(Region labeling items)
- - - -

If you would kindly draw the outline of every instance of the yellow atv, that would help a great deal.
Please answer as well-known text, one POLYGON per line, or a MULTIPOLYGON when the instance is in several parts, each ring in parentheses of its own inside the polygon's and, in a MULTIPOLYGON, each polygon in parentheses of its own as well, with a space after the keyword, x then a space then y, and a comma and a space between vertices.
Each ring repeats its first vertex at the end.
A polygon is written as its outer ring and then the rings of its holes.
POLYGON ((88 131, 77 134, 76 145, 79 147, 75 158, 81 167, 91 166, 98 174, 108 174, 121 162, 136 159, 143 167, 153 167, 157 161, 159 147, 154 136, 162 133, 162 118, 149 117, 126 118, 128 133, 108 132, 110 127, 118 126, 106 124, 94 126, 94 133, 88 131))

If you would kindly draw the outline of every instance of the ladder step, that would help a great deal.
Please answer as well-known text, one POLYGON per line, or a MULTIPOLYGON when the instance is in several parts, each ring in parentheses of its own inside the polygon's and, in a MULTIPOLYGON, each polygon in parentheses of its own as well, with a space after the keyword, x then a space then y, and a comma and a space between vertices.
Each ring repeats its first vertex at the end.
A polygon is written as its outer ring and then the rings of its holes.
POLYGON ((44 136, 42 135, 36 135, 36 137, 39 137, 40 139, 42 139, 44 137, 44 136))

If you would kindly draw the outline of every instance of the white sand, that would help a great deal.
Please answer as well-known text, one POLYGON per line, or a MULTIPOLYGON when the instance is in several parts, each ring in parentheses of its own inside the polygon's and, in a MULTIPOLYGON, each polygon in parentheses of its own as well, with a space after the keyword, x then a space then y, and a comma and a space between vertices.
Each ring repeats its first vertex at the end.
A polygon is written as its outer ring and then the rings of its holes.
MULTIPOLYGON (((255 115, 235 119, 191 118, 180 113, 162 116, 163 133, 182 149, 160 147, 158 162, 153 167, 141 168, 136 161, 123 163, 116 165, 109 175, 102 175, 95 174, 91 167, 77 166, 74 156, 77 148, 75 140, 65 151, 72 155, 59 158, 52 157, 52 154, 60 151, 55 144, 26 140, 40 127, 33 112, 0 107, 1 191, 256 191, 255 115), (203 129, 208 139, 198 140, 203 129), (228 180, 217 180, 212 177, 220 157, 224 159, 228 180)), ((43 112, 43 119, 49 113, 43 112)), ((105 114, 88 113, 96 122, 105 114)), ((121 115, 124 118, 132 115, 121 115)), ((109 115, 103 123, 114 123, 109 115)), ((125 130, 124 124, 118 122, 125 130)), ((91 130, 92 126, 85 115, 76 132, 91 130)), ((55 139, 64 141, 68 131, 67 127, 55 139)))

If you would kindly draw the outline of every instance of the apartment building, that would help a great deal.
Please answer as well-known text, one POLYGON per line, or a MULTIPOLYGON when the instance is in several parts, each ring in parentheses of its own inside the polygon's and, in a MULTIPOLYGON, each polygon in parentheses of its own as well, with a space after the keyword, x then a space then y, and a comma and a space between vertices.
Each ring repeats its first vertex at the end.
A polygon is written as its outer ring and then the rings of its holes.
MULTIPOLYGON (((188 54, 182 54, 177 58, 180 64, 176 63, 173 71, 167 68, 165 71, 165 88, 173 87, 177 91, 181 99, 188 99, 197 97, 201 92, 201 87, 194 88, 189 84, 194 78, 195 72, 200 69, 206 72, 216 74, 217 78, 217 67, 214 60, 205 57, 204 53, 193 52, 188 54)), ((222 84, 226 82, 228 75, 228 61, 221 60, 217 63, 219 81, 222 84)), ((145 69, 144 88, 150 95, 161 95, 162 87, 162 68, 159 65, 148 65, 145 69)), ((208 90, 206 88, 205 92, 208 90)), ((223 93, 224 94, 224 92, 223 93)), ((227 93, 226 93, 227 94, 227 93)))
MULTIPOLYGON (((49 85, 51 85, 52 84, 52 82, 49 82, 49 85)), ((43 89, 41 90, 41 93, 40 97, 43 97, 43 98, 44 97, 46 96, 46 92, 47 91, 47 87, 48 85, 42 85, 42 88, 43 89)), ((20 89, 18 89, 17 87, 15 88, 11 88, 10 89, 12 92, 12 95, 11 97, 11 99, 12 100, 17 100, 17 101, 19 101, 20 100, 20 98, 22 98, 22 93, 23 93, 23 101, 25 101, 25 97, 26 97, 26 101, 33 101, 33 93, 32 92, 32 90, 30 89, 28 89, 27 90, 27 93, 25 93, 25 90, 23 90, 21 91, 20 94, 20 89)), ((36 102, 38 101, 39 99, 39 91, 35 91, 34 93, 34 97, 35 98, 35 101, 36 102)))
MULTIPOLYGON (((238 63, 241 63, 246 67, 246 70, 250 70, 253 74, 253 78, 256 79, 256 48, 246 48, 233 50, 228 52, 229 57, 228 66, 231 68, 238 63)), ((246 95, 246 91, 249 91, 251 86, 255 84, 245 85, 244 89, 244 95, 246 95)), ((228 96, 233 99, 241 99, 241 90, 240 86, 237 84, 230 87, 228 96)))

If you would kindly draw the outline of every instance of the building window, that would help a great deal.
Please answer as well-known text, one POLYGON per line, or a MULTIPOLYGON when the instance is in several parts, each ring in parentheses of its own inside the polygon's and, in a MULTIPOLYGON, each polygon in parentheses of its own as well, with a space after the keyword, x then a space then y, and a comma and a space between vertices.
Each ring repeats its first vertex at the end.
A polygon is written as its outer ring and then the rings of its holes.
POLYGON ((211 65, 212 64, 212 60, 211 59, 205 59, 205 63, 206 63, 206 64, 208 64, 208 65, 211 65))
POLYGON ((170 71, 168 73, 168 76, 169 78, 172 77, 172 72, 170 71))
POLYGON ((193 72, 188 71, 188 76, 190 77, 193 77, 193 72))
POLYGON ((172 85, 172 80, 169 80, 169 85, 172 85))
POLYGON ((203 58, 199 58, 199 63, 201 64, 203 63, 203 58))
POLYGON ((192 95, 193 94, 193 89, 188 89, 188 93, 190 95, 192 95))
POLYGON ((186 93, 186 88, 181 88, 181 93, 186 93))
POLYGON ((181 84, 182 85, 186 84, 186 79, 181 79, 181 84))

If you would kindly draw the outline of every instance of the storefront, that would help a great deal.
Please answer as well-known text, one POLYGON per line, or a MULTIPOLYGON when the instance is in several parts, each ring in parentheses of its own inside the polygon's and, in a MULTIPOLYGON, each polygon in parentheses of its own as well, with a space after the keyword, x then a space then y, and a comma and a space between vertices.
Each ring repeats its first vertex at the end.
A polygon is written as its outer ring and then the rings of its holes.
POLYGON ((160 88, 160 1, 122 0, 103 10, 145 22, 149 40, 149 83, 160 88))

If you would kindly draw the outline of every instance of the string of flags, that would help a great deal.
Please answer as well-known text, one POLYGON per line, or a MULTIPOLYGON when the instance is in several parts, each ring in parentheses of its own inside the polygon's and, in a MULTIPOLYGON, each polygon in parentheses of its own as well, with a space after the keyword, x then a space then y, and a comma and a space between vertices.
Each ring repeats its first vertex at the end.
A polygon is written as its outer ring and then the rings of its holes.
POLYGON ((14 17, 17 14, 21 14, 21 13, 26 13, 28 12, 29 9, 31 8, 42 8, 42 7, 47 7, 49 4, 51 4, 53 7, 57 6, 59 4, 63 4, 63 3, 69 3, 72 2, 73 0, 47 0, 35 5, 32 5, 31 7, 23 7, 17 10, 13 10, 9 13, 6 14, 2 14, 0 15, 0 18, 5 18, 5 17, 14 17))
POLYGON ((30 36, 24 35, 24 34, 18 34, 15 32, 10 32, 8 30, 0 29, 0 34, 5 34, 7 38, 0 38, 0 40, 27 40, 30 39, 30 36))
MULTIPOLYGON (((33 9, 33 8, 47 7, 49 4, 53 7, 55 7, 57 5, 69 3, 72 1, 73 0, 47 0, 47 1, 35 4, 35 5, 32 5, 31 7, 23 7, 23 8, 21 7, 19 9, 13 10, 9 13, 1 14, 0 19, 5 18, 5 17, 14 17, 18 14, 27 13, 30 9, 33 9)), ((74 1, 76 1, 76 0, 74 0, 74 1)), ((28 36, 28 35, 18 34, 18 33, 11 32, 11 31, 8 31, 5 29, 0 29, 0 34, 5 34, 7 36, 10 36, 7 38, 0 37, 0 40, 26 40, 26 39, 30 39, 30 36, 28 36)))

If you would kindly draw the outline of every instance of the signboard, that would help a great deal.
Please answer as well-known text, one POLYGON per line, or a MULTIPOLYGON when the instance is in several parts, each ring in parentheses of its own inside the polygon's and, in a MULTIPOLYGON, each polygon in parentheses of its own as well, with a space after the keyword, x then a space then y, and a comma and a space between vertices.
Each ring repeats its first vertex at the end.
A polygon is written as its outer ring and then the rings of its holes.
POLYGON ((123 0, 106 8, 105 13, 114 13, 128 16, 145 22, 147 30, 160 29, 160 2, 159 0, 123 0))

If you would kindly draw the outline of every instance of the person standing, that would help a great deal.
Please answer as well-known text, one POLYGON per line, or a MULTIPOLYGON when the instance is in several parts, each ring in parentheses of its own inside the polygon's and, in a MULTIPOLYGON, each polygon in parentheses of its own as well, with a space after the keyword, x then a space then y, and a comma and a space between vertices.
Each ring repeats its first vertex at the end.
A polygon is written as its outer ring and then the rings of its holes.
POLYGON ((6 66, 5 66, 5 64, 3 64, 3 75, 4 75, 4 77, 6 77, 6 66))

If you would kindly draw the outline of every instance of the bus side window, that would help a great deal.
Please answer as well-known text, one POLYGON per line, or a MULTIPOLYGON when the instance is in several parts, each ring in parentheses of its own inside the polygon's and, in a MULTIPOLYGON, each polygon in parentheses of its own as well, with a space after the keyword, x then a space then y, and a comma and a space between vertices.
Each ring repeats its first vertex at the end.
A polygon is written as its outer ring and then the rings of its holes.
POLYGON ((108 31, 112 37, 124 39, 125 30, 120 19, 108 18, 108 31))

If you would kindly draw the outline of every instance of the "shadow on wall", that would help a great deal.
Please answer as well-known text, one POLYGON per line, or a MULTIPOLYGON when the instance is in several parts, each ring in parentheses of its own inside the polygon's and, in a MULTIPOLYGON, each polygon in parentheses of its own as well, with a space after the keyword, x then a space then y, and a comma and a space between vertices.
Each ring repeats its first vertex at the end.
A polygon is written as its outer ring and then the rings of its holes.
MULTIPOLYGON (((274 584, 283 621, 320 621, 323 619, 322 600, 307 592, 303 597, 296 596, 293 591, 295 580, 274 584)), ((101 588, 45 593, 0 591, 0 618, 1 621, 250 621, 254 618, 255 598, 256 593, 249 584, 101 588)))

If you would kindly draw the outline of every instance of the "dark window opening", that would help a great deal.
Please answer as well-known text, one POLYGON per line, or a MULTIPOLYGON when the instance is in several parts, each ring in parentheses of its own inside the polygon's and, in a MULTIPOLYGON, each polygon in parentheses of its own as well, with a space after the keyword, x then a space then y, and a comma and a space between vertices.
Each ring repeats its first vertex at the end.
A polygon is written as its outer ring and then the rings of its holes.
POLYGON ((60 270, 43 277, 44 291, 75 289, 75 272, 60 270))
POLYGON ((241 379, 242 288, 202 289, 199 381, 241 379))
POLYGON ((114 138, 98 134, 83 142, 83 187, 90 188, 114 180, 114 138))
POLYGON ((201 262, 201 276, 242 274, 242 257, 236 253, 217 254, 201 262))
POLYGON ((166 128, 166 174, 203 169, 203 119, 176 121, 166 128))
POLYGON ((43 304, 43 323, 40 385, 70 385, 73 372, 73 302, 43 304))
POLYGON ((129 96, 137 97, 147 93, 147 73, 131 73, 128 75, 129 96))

- - - -

Rewrite the stretch of the data from the line containing "step, that would help a great deal." through the line containing "POLYGON ((44 136, 42" as a numbered list, omitting any blank lines.

1. If you would kindly draw the outline of every instance of the ladder step, that would help a great deal.
2. Please answer as well-known text, one POLYGON per line, or a MULTIPOLYGON when the instance is in several parts, each ring in parentheses of its own inside the polygon's and, in a MULTIPOLYGON, each polygon in parentheses of its own as well, with a space after the keyword, x then a space then y, and a comma and a space between vertices.
3. Each ring repeats its first vertex at the end.
4. A polygon is written as its outer ring and then the rings of its holes.
5. POLYGON ((44 136, 42 135, 36 135, 36 137, 39 137, 40 139, 42 139, 44 137, 44 136))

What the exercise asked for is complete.